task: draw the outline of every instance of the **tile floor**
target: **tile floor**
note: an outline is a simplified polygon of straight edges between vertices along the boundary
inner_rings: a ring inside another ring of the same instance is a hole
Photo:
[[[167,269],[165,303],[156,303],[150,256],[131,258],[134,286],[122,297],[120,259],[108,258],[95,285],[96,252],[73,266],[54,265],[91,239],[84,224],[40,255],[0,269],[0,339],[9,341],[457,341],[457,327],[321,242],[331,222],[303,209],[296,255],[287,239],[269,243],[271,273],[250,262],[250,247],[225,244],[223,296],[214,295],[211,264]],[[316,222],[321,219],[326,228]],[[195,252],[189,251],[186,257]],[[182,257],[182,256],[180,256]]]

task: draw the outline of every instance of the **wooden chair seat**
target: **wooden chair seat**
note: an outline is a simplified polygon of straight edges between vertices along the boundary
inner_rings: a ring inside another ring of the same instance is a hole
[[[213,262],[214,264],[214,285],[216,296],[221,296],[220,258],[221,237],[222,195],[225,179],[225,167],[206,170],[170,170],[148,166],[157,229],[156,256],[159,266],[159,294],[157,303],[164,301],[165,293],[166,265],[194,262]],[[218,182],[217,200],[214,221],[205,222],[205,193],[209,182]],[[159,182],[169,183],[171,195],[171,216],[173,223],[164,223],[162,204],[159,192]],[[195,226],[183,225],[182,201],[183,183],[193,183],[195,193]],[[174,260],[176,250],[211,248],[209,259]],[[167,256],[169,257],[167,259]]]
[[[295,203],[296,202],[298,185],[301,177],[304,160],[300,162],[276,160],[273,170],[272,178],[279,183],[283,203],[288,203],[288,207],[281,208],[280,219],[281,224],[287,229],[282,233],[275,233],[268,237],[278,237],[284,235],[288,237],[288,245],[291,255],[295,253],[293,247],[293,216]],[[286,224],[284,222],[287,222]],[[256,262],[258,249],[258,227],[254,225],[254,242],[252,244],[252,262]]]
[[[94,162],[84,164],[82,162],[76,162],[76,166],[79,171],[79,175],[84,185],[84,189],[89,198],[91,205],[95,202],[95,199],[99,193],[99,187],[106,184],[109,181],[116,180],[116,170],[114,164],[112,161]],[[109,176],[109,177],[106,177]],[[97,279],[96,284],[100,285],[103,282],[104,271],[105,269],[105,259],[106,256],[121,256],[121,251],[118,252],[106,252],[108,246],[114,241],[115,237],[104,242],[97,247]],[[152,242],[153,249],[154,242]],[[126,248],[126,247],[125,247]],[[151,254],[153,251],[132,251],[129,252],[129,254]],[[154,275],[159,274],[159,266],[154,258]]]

####################

PROBLEM DESCRIPTION:
Begin with the line containing "task: draw the outline of every instance of the **wooden" and repeat each line exactly until the records above end.

EXERCISE SOLUTION:
task: draw the outline of every instance of the **wooden chair seat**
target: **wooden chair seat**
note: an outline is a simplified polygon of straight edges between vertices along the boundary
inner_rings: a ring inside another ring of the same instance is a hole
[[[213,262],[214,264],[214,285],[216,296],[221,296],[220,258],[221,237],[222,195],[225,179],[225,167],[206,170],[170,170],[148,166],[157,229],[156,256],[159,266],[159,294],[157,303],[164,301],[165,293],[166,265],[194,262]],[[218,182],[217,200],[214,221],[205,222],[205,193],[209,182]],[[159,182],[169,183],[171,195],[171,216],[173,223],[164,223],[162,204],[159,192]],[[195,226],[183,225],[182,201],[183,183],[193,183],[195,193]],[[174,260],[176,250],[211,248],[209,259]],[[167,256],[169,257],[167,259]]]
[[[295,203],[296,202],[298,185],[301,177],[304,160],[300,162],[276,160],[273,170],[272,178],[279,183],[283,203],[288,203],[288,207],[281,208],[280,219],[281,224],[287,229],[282,233],[275,233],[268,237],[278,237],[284,235],[288,237],[288,245],[291,255],[295,253],[293,247],[293,216]],[[286,224],[284,222],[287,222]],[[256,262],[258,249],[258,227],[254,225],[254,242],[252,244],[252,262]]]
[[[94,162],[84,164],[82,162],[76,162],[76,166],[79,171],[79,175],[84,185],[84,189],[89,198],[91,205],[95,202],[95,199],[99,193],[99,187],[106,184],[109,181],[116,180],[116,170],[114,164],[112,161]],[[109,176],[109,177],[106,177]],[[97,279],[96,284],[100,285],[103,282],[104,271],[105,269],[105,259],[106,256],[121,256],[121,251],[118,252],[106,252],[108,246],[114,241],[115,237],[104,242],[97,247]],[[152,242],[153,249],[154,242]],[[126,248],[126,247],[125,247]],[[151,254],[153,251],[132,251],[129,252],[129,254]],[[154,275],[159,274],[159,266],[154,258]]]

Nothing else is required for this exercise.